----- Text block

The agreement calls for joint development and research exchanges in advanced accelerator technologies, beginning immediately on existing facilities and continuing through the construction of new accelerators over the next five to ten years. The research promises to pay off with practical applications such as lighter, stronger metals, improved fuel cell technologies, high-capacity batteries, insights into the mysteries of superconducting materials and detailed investigation of protein structures in life sciences.
Joël Mesot, Director of the Paul Scherrer Institute, says the collaboration aims to inspire young researchers to plan their careers years in advance, starting now to get the scientific training required to make use of advanced tools that are scarcely more than dreams today. “These technologies take a long time to build”, he says. “If you don’t start now, you’ll lag behind others who have realised how important these new possibilities are and prepared for them.”
Three fields of accelerator technology are included in the agreement:
Free-electron lasers (FELs) perform like conventional lasers in producing a high-powered beam of coherent electromagnetic radiation, with the difference that the radiation from an FEL is composed of relativistic electrons — that is, moving at nearly the speed of light. The FEL lasing medium moves freely through a magnetic structure, hence the term free electron. The free-electron laser has the widest frequency range of any laser type, ranging in wavelength from microwaves, to the visible spectrum, to ultraviolet, to X-rays.

----------

● Things to do
1. Answer these questions about the passage on the accelerator research agreement:
(a) Who is the Director of the Paul Scherrer Institute?
(b) Over what span of years is the construction of new accelerators expected to continue?
(c) Why is the term "free electron" used for this kind of laser?
2. Could you pick up the passage on the accelerator research agreement after its last sentence and continue it?

----- Records supplied

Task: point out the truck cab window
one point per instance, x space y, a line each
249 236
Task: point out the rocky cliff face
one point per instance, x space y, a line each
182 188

----------

● Answers to the exercises
1.
(a) Joël Mesot.
(b) Over the next five to ten years.
(c) The FEL lasing medium moves freely through a magnetic structure.

2.
Planned new FEL facilities will allow scientists to map the atomic details of viruses, decipher the molecular composition of cells, take three-dimensional images of nano structures, film chemical reactions and study processes such as those occurring deep inside planets.
The Swedish and Swiss signatories to the new collaboration are all involved in the European XFEL project currently under construction in Hamburg, Germany with commissioning scheduled for 2015. In addition, PSI will build the SwissFEL facility, employing different technologies to achieve similar performance characteristics.
Neutron scattering is one of the most effective ways to obtain information on the structure and dynamics of condensed matter. A wide scope of problems, ranging from fundamental to solid state physics and chemistry, and from materials science to biology, medicine and environmental science, can be investigated with neutrons. In addition to scattering techniques used in basic research, non-diffractive methods can also be applied to industrial applications.
Paul Scherrer Institute is home to the SINQ neutron research facility — known as a spallation source — that produces a beam of neutrons for use in materials research and investigation of biological substances. Under the new agreement, Swedish researchers will bring their experiments to SINQ for “beamtime”, widening the range of research conducted at the facility.
The five institutions will also be active in the European Spallation Source (ESS), a higher-power facility to be funded and operated by a partnership of 17 European countries. Located in Lund, Sweden, ESS is slated to begin construction in 2013 and become operational in 2019.
Synchrotron radiation research produces streams of charged particles that can be used to probe the structure of matter from the sub-nanometer level of electronic structures to the micrometer and millimeter level important in medical imaging.
Since 2001, PSI has operated Swiss Light Source, a synchrotron accelerator facility open to researchers from around the world. MAX IV, a next-generation synchrotron accelerator, is currently under construction in Sweden.